Free-text object descriptions
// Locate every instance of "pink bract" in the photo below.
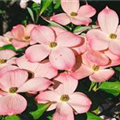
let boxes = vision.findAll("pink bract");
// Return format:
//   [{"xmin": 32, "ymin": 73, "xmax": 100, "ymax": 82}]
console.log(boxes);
[
  {"xmin": 25, "ymin": 26, "xmax": 82, "ymax": 70},
  {"xmin": 51, "ymin": 0, "xmax": 96, "ymax": 25},
  {"xmin": 0, "ymin": 69, "xmax": 52, "ymax": 115},
  {"xmin": 11, "ymin": 24, "xmax": 36, "ymax": 49},
  {"xmin": 36, "ymin": 75, "xmax": 91, "ymax": 120},
  {"xmin": 87, "ymin": 7, "xmax": 120, "ymax": 56}
]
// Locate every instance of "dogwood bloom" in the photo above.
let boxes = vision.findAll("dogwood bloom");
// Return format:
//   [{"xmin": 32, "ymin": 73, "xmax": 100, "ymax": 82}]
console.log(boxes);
[
  {"xmin": 75, "ymin": 50, "xmax": 115, "ymax": 82},
  {"xmin": 0, "ymin": 69, "xmax": 52, "ymax": 115},
  {"xmin": 11, "ymin": 24, "xmax": 36, "ymax": 49},
  {"xmin": 16, "ymin": 55, "xmax": 58, "ymax": 79},
  {"xmin": 36, "ymin": 76, "xmax": 91, "ymax": 120},
  {"xmin": 87, "ymin": 7, "xmax": 120, "ymax": 56},
  {"xmin": 0, "ymin": 50, "xmax": 16, "ymax": 68},
  {"xmin": 25, "ymin": 26, "xmax": 82, "ymax": 70},
  {"xmin": 51, "ymin": 0, "xmax": 96, "ymax": 25}
]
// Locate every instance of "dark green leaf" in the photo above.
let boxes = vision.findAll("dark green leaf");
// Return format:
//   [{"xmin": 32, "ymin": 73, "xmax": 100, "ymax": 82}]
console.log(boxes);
[
  {"xmin": 27, "ymin": 7, "xmax": 35, "ymax": 22},
  {"xmin": 99, "ymin": 81, "xmax": 120, "ymax": 96},
  {"xmin": 5, "ymin": 115, "xmax": 20, "ymax": 120},
  {"xmin": 30, "ymin": 103, "xmax": 51, "ymax": 119},
  {"xmin": 0, "ymin": 44, "xmax": 16, "ymax": 51},
  {"xmin": 87, "ymin": 112, "xmax": 103, "ymax": 120},
  {"xmin": 40, "ymin": 0, "xmax": 53, "ymax": 15}
]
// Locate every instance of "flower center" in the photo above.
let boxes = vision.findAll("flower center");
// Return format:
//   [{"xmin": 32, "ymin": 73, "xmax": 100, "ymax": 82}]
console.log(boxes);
[
  {"xmin": 9, "ymin": 87, "xmax": 18, "ymax": 93},
  {"xmin": 24, "ymin": 36, "xmax": 31, "ymax": 41},
  {"xmin": 92, "ymin": 65, "xmax": 99, "ymax": 72},
  {"xmin": 60, "ymin": 94, "xmax": 70, "ymax": 102},
  {"xmin": 70, "ymin": 12, "xmax": 78, "ymax": 17},
  {"xmin": 0, "ymin": 59, "xmax": 6, "ymax": 64},
  {"xmin": 49, "ymin": 42, "xmax": 57, "ymax": 48},
  {"xmin": 109, "ymin": 33, "xmax": 117, "ymax": 40}
]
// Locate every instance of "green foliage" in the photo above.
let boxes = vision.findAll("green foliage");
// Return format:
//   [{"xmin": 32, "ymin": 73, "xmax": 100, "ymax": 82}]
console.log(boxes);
[
  {"xmin": 30, "ymin": 103, "xmax": 51, "ymax": 119},
  {"xmin": 40, "ymin": 0, "xmax": 53, "ymax": 15},
  {"xmin": 99, "ymin": 81, "xmax": 120, "ymax": 96},
  {"xmin": 87, "ymin": 112, "xmax": 103, "ymax": 120},
  {"xmin": 5, "ymin": 115, "xmax": 20, "ymax": 120}
]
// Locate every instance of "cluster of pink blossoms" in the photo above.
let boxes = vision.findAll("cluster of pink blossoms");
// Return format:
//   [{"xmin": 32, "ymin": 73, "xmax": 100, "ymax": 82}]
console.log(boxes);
[{"xmin": 0, "ymin": 0, "xmax": 120, "ymax": 120}]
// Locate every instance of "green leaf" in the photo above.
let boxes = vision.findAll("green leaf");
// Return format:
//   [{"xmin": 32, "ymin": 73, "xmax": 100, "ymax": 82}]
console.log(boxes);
[
  {"xmin": 5, "ymin": 115, "xmax": 20, "ymax": 120},
  {"xmin": 87, "ymin": 112, "xmax": 103, "ymax": 120},
  {"xmin": 41, "ymin": 16, "xmax": 66, "ymax": 30},
  {"xmin": 53, "ymin": 0, "xmax": 61, "ymax": 9},
  {"xmin": 27, "ymin": 7, "xmax": 35, "ymax": 22},
  {"xmin": 30, "ymin": 103, "xmax": 51, "ymax": 119},
  {"xmin": 40, "ymin": 0, "xmax": 53, "ymax": 15},
  {"xmin": 47, "ymin": 116, "xmax": 52, "ymax": 120},
  {"xmin": 0, "ymin": 44, "xmax": 16, "ymax": 51},
  {"xmin": 99, "ymin": 81, "xmax": 120, "ymax": 96},
  {"xmin": 114, "ymin": 66, "xmax": 120, "ymax": 72}
]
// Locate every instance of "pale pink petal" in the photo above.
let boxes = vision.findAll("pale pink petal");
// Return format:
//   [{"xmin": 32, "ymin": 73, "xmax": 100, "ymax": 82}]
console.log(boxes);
[
  {"xmin": 0, "ymin": 36, "xmax": 8, "ymax": 47},
  {"xmin": 61, "ymin": 0, "xmax": 79, "ymax": 15},
  {"xmin": 98, "ymin": 7, "xmax": 119, "ymax": 34},
  {"xmin": 20, "ymin": 0, "xmax": 29, "ymax": 8},
  {"xmin": 0, "ymin": 69, "xmax": 28, "ymax": 92},
  {"xmin": 55, "ymin": 73, "xmax": 78, "ymax": 95},
  {"xmin": 78, "ymin": 5, "xmax": 96, "ymax": 18},
  {"xmin": 50, "ymin": 47, "xmax": 75, "ymax": 70},
  {"xmin": 68, "ymin": 92, "xmax": 92, "ymax": 114},
  {"xmin": 50, "ymin": 13, "xmax": 70, "ymax": 25},
  {"xmin": 87, "ymin": 29, "xmax": 109, "ymax": 51},
  {"xmin": 90, "ymin": 69, "xmax": 115, "ymax": 82},
  {"xmin": 17, "ymin": 77, "xmax": 52, "ymax": 93},
  {"xmin": 35, "ymin": 61, "xmax": 58, "ymax": 79},
  {"xmin": 53, "ymin": 103, "xmax": 74, "ymax": 120},
  {"xmin": 71, "ymin": 16, "xmax": 92, "ymax": 25},
  {"xmin": 109, "ymin": 40, "xmax": 120, "ymax": 56},
  {"xmin": 31, "ymin": 26, "xmax": 55, "ymax": 44},
  {"xmin": 25, "ymin": 45, "xmax": 50, "ymax": 62},
  {"xmin": 0, "ymin": 94, "xmax": 27, "ymax": 115},
  {"xmin": 25, "ymin": 24, "xmax": 36, "ymax": 36},
  {"xmin": 0, "ymin": 50, "xmax": 16, "ymax": 60},
  {"xmin": 86, "ymin": 49, "xmax": 110, "ymax": 66},
  {"xmin": 51, "ymin": 26, "xmax": 66, "ymax": 36},
  {"xmin": 16, "ymin": 55, "xmax": 39, "ymax": 72},
  {"xmin": 12, "ymin": 24, "xmax": 25, "ymax": 40},
  {"xmin": 104, "ymin": 50, "xmax": 120, "ymax": 60},
  {"xmin": 71, "ymin": 64, "xmax": 93, "ymax": 80},
  {"xmin": 11, "ymin": 40, "xmax": 29, "ymax": 49},
  {"xmin": 57, "ymin": 32, "xmax": 81, "ymax": 47},
  {"xmin": 36, "ymin": 91, "xmax": 60, "ymax": 103},
  {"xmin": 0, "ymin": 65, "xmax": 18, "ymax": 78}
]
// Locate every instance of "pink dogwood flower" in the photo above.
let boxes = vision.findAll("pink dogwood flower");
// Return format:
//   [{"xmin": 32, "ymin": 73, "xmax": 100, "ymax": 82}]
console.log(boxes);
[
  {"xmin": 75, "ymin": 50, "xmax": 115, "ymax": 82},
  {"xmin": 36, "ymin": 76, "xmax": 91, "ymax": 120},
  {"xmin": 16, "ymin": 55, "xmax": 58, "ymax": 79},
  {"xmin": 87, "ymin": 7, "xmax": 120, "ymax": 56},
  {"xmin": 0, "ymin": 69, "xmax": 52, "ymax": 115},
  {"xmin": 25, "ymin": 26, "xmax": 82, "ymax": 70},
  {"xmin": 11, "ymin": 24, "xmax": 36, "ymax": 49},
  {"xmin": 0, "ymin": 50, "xmax": 16, "ymax": 68},
  {"xmin": 51, "ymin": 0, "xmax": 96, "ymax": 25}
]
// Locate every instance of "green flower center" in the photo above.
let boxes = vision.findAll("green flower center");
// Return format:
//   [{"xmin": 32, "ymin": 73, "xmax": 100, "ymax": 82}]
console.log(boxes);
[
  {"xmin": 60, "ymin": 94, "xmax": 70, "ymax": 102},
  {"xmin": 92, "ymin": 65, "xmax": 99, "ymax": 72},
  {"xmin": 0, "ymin": 59, "xmax": 6, "ymax": 64},
  {"xmin": 9, "ymin": 87, "xmax": 18, "ymax": 93},
  {"xmin": 49, "ymin": 42, "xmax": 57, "ymax": 48},
  {"xmin": 70, "ymin": 12, "xmax": 78, "ymax": 17},
  {"xmin": 109, "ymin": 33, "xmax": 117, "ymax": 39}
]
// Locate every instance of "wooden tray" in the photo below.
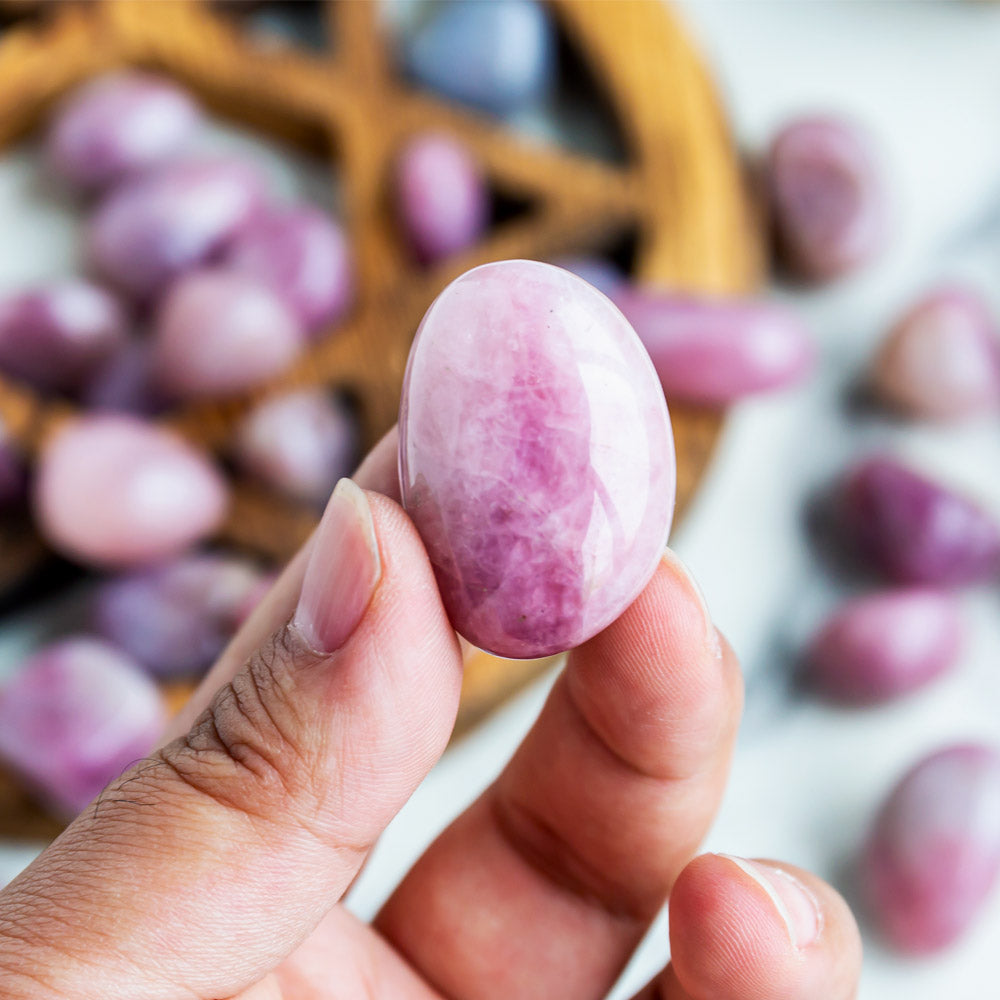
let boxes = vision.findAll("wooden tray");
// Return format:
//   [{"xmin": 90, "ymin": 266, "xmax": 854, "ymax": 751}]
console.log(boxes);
[{"xmin": 0, "ymin": 0, "xmax": 759, "ymax": 840}]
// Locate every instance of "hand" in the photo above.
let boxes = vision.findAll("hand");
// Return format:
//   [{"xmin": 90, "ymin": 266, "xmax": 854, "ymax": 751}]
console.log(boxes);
[{"xmin": 0, "ymin": 430, "xmax": 861, "ymax": 1000}]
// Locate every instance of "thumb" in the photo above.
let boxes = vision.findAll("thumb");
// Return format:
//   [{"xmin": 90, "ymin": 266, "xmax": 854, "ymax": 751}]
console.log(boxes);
[{"xmin": 0, "ymin": 480, "xmax": 463, "ymax": 1000}]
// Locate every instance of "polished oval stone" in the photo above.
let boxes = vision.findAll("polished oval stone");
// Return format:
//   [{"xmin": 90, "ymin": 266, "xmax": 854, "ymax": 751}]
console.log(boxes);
[
  {"xmin": 86, "ymin": 157, "xmax": 267, "ymax": 300},
  {"xmin": 872, "ymin": 286, "xmax": 1000, "ymax": 421},
  {"xmin": 399, "ymin": 260, "xmax": 675, "ymax": 658},
  {"xmin": 805, "ymin": 588, "xmax": 962, "ymax": 705},
  {"xmin": 34, "ymin": 414, "xmax": 229, "ymax": 568},
  {"xmin": 768, "ymin": 115, "xmax": 889, "ymax": 282},
  {"xmin": 839, "ymin": 456, "xmax": 1000, "ymax": 586},
  {"xmin": 234, "ymin": 389, "xmax": 358, "ymax": 506},
  {"xmin": 863, "ymin": 743, "xmax": 1000, "ymax": 954},
  {"xmin": 45, "ymin": 71, "xmax": 200, "ymax": 193},
  {"xmin": 152, "ymin": 269, "xmax": 305, "ymax": 400},
  {"xmin": 0, "ymin": 280, "xmax": 127, "ymax": 394},
  {"xmin": 223, "ymin": 204, "xmax": 353, "ymax": 334},
  {"xmin": 614, "ymin": 290, "xmax": 815, "ymax": 405},
  {"xmin": 395, "ymin": 132, "xmax": 489, "ymax": 264},
  {"xmin": 0, "ymin": 636, "xmax": 165, "ymax": 817},
  {"xmin": 405, "ymin": 0, "xmax": 555, "ymax": 115}
]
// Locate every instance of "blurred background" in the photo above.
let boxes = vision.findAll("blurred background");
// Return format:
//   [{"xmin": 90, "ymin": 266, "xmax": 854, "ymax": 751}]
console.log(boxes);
[{"xmin": 1, "ymin": 2, "xmax": 999, "ymax": 998}]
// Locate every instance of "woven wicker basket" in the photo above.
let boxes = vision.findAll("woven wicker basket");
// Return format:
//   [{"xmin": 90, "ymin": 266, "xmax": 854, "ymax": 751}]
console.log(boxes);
[{"xmin": 0, "ymin": 0, "xmax": 759, "ymax": 839}]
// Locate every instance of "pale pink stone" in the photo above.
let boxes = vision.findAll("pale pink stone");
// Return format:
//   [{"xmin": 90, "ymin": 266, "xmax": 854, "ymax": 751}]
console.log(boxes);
[
  {"xmin": 152, "ymin": 269, "xmax": 305, "ymax": 400},
  {"xmin": 233, "ymin": 389, "xmax": 357, "ymax": 506},
  {"xmin": 863, "ymin": 744, "xmax": 1000, "ymax": 953},
  {"xmin": 400, "ymin": 260, "xmax": 675, "ymax": 658},
  {"xmin": 872, "ymin": 287, "xmax": 1000, "ymax": 421},
  {"xmin": 86, "ymin": 157, "xmax": 267, "ymax": 299},
  {"xmin": 0, "ymin": 636, "xmax": 165, "ymax": 816},
  {"xmin": 395, "ymin": 133, "xmax": 489, "ymax": 263},
  {"xmin": 768, "ymin": 115, "xmax": 889, "ymax": 282},
  {"xmin": 45, "ymin": 71, "xmax": 200, "ymax": 193},
  {"xmin": 613, "ymin": 290, "xmax": 815, "ymax": 405},
  {"xmin": 34, "ymin": 414, "xmax": 228, "ymax": 568},
  {"xmin": 805, "ymin": 588, "xmax": 962, "ymax": 704},
  {"xmin": 223, "ymin": 204, "xmax": 354, "ymax": 334}
]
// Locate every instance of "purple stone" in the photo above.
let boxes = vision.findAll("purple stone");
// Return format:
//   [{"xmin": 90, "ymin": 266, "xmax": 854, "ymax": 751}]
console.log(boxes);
[
  {"xmin": 553, "ymin": 256, "xmax": 624, "ymax": 299},
  {"xmin": 233, "ymin": 389, "xmax": 358, "ymax": 506},
  {"xmin": 223, "ymin": 204, "xmax": 353, "ymax": 335},
  {"xmin": 45, "ymin": 71, "xmax": 200, "ymax": 193},
  {"xmin": 768, "ymin": 115, "xmax": 889, "ymax": 282},
  {"xmin": 93, "ymin": 554, "xmax": 267, "ymax": 679},
  {"xmin": 0, "ymin": 636, "xmax": 165, "ymax": 817},
  {"xmin": 395, "ymin": 133, "xmax": 489, "ymax": 264},
  {"xmin": 839, "ymin": 456, "xmax": 1000, "ymax": 586},
  {"xmin": 0, "ymin": 281, "xmax": 127, "ymax": 394},
  {"xmin": 614, "ymin": 290, "xmax": 815, "ymax": 405},
  {"xmin": 805, "ymin": 588, "xmax": 962, "ymax": 705},
  {"xmin": 863, "ymin": 744, "xmax": 1000, "ymax": 954},
  {"xmin": 399, "ymin": 260, "xmax": 675, "ymax": 658},
  {"xmin": 872, "ymin": 286, "xmax": 1000, "ymax": 422},
  {"xmin": 86, "ymin": 157, "xmax": 267, "ymax": 300}
]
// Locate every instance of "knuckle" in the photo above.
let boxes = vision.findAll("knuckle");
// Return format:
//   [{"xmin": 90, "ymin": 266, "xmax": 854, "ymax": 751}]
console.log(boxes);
[{"xmin": 155, "ymin": 626, "xmax": 323, "ymax": 821}]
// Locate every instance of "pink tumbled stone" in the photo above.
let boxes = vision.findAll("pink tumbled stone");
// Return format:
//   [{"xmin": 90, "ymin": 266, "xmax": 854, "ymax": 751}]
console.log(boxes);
[
  {"xmin": 223, "ymin": 204, "xmax": 353, "ymax": 335},
  {"xmin": 0, "ymin": 636, "xmax": 165, "ymax": 817},
  {"xmin": 234, "ymin": 389, "xmax": 357, "ymax": 506},
  {"xmin": 614, "ymin": 290, "xmax": 815, "ymax": 405},
  {"xmin": 768, "ymin": 115, "xmax": 889, "ymax": 282},
  {"xmin": 399, "ymin": 260, "xmax": 675, "ymax": 658},
  {"xmin": 395, "ymin": 133, "xmax": 489, "ymax": 263},
  {"xmin": 0, "ymin": 281, "xmax": 127, "ymax": 394},
  {"xmin": 45, "ymin": 71, "xmax": 200, "ymax": 193},
  {"xmin": 86, "ymin": 157, "xmax": 267, "ymax": 299},
  {"xmin": 863, "ymin": 744, "xmax": 1000, "ymax": 954},
  {"xmin": 805, "ymin": 588, "xmax": 962, "ymax": 705},
  {"xmin": 872, "ymin": 287, "xmax": 1000, "ymax": 422},
  {"xmin": 152, "ymin": 269, "xmax": 305, "ymax": 400},
  {"xmin": 34, "ymin": 414, "xmax": 228, "ymax": 568}
]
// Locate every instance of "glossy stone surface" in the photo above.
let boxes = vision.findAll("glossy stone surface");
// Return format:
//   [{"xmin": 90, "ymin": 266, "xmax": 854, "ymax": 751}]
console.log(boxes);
[
  {"xmin": 34, "ymin": 415, "xmax": 228, "ymax": 568},
  {"xmin": 863, "ymin": 744, "xmax": 1000, "ymax": 954},
  {"xmin": 152, "ymin": 269, "xmax": 305, "ymax": 399},
  {"xmin": 223, "ymin": 204, "xmax": 353, "ymax": 334},
  {"xmin": 614, "ymin": 290, "xmax": 815, "ymax": 405},
  {"xmin": 45, "ymin": 71, "xmax": 200, "ymax": 193},
  {"xmin": 872, "ymin": 287, "xmax": 1000, "ymax": 421},
  {"xmin": 0, "ymin": 281, "xmax": 127, "ymax": 393},
  {"xmin": 768, "ymin": 115, "xmax": 889, "ymax": 282},
  {"xmin": 399, "ymin": 260, "xmax": 675, "ymax": 658},
  {"xmin": 0, "ymin": 636, "xmax": 165, "ymax": 817},
  {"xmin": 805, "ymin": 588, "xmax": 962, "ymax": 705},
  {"xmin": 839, "ymin": 456, "xmax": 1000, "ymax": 586},
  {"xmin": 234, "ymin": 389, "xmax": 358, "ymax": 506},
  {"xmin": 86, "ymin": 157, "xmax": 266, "ymax": 299},
  {"xmin": 93, "ymin": 554, "xmax": 267, "ymax": 678},
  {"xmin": 396, "ymin": 133, "xmax": 489, "ymax": 263},
  {"xmin": 405, "ymin": 0, "xmax": 555, "ymax": 114}
]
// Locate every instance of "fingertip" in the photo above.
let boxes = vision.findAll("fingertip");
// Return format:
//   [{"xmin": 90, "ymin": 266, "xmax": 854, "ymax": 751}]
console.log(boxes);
[{"xmin": 669, "ymin": 854, "xmax": 862, "ymax": 1000}]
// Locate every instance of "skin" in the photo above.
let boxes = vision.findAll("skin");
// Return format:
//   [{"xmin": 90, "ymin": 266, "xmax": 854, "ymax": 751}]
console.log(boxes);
[{"xmin": 0, "ymin": 429, "xmax": 861, "ymax": 1000}]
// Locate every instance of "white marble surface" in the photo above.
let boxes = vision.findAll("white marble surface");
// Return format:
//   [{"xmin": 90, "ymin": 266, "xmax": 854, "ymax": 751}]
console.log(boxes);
[{"xmin": 3, "ymin": 2, "xmax": 1000, "ymax": 997}]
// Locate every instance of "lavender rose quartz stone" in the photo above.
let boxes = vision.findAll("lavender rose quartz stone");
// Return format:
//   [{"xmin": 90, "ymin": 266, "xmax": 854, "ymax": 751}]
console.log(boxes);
[{"xmin": 399, "ymin": 260, "xmax": 675, "ymax": 659}]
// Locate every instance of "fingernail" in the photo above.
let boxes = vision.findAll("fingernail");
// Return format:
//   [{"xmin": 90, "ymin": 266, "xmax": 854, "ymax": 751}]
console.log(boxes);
[
  {"xmin": 661, "ymin": 548, "xmax": 719, "ymax": 655},
  {"xmin": 293, "ymin": 479, "xmax": 381, "ymax": 654},
  {"xmin": 720, "ymin": 855, "xmax": 823, "ymax": 949}
]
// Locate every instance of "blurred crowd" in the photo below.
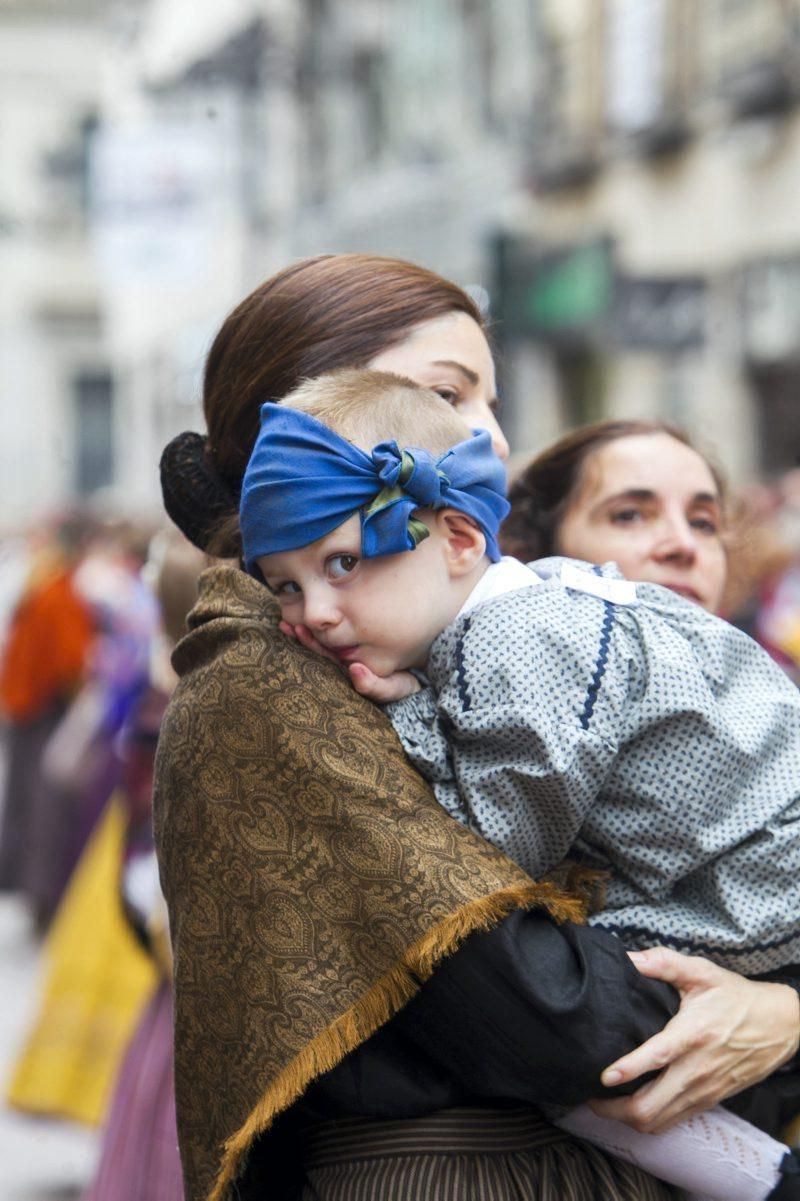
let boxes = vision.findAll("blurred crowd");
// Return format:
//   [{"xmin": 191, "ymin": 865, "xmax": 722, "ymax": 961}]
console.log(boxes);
[
  {"xmin": 0, "ymin": 513, "xmax": 205, "ymax": 1200},
  {"xmin": 724, "ymin": 469, "xmax": 800, "ymax": 686},
  {"xmin": 2, "ymin": 457, "xmax": 800, "ymax": 1199}
]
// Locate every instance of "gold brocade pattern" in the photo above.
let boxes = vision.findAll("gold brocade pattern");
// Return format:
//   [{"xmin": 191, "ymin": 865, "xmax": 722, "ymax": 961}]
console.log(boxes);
[{"xmin": 154, "ymin": 567, "xmax": 589, "ymax": 1201}]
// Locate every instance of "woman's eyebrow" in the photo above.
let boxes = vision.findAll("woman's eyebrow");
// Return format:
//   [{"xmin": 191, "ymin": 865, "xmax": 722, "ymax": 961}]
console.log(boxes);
[
  {"xmin": 596, "ymin": 488, "xmax": 720, "ymax": 509},
  {"xmin": 597, "ymin": 488, "xmax": 657, "ymax": 508},
  {"xmin": 431, "ymin": 359, "xmax": 480, "ymax": 386}
]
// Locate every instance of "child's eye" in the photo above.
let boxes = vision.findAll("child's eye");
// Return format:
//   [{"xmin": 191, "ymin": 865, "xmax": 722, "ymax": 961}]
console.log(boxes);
[
  {"xmin": 328, "ymin": 554, "xmax": 359, "ymax": 580},
  {"xmin": 275, "ymin": 580, "xmax": 302, "ymax": 596}
]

__What is required__: Which lines of the records above contain the word "brocade"? Copy each of them.

__Answer for the task__:
// Locate every instance of "gold brocade pattern" in the photo above.
let boxes = vision.findAll("gold brocade pattern");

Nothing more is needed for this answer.